■ DATA IN THIS EXERCISE
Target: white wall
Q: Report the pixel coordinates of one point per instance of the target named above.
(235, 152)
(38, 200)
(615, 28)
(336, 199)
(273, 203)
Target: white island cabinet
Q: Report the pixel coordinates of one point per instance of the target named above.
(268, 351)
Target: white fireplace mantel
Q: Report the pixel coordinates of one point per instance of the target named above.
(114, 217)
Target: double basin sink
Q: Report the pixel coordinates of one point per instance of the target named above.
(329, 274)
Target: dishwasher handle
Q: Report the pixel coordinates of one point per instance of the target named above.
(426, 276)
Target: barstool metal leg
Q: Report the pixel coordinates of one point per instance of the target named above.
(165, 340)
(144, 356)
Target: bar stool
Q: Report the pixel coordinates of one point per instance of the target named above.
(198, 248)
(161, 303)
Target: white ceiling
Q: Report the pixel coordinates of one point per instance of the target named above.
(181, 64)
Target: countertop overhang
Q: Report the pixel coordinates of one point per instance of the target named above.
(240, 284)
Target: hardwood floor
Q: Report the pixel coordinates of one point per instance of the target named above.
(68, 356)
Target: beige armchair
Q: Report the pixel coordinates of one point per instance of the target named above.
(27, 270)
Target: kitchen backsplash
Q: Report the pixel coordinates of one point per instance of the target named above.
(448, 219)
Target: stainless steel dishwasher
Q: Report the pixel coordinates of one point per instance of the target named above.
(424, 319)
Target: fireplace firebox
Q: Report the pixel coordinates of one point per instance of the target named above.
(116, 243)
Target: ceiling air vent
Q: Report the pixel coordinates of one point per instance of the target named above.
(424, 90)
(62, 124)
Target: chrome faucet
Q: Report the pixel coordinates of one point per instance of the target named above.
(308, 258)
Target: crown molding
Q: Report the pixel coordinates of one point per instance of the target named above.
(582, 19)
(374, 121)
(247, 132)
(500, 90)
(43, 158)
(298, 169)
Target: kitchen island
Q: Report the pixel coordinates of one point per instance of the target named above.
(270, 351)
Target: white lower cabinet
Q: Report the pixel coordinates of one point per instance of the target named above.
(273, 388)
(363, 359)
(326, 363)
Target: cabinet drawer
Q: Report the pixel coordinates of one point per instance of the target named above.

■ TASK OBJECTIVE
Carry over the part of the listing that opens with the line containing "Target: white lower cabinet" and closes at the end of the listing, both ends included and requests kept. Lower every coordinate value in the answers by 29.

■ RESULT
Target: white lower cabinet
Q: Report the pixel coordinates of one point per instance of the target named above.
(244, 359)
(334, 330)
(297, 334)
Target: cabinet drawer
Q: Report the pixel coordinates of one point per instance of the target named above.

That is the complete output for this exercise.